** Source records follows **

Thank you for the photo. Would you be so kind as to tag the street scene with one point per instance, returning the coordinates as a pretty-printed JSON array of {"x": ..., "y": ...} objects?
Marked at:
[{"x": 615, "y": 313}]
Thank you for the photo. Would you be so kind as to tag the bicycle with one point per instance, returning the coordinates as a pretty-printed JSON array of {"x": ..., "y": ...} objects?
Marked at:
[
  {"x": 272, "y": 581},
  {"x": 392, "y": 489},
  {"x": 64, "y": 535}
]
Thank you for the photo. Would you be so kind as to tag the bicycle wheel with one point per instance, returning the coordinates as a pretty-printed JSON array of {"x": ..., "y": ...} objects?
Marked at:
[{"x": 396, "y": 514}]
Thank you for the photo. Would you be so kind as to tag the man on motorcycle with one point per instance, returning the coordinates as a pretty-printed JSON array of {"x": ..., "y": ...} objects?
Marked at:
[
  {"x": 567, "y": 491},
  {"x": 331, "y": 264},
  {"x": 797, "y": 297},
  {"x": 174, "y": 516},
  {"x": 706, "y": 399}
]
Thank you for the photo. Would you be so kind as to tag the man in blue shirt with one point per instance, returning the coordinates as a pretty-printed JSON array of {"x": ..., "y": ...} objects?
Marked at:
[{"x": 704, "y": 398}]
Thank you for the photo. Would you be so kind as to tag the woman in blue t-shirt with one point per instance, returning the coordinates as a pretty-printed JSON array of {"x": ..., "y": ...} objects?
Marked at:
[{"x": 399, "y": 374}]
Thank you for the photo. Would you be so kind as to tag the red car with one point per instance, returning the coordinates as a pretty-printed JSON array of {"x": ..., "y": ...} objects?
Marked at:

** End of Source records **

▸ **Instructions for the task**: Your answer should consist of the lines from the line with "tag the red" through the last line of the data, set down exactly, both included.

▸ **Written response**:
Thank you for the photo. Would you be so kind as to tag the red car with one point per instance, returning the coordinates as a pretty-printed JSON array of {"x": ..., "y": ...} objects?
Marked at:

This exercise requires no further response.